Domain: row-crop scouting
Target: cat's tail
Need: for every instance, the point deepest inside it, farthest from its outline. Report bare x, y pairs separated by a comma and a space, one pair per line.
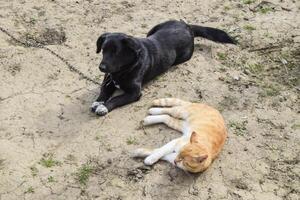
213, 34
169, 102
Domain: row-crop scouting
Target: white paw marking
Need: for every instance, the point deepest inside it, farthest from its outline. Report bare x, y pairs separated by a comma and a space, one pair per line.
137, 153
150, 160
154, 111
101, 110
147, 120
96, 104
◇ ◇ ◇ ◇ ◇ ◇ ◇
**Directive**
Reproduce the listing above line for line, leaving out the pictures.

**Result of the exercise**
Domain: row-crop scouting
Target: cat's tail
Need: for every instance, the point deepest inside it, farthest from its outline. Report bare x, y pairs separated by a comma and a space, one pair per line.
213, 34
169, 102
Domain: row-crop scouting
Target: white paw marking
Need: for every instance, the point deepest inside it, farthest from its outline. Report bare x, y pairs separated by a comma and a space, one pair per line.
137, 153
150, 160
154, 111
101, 110
147, 120
96, 104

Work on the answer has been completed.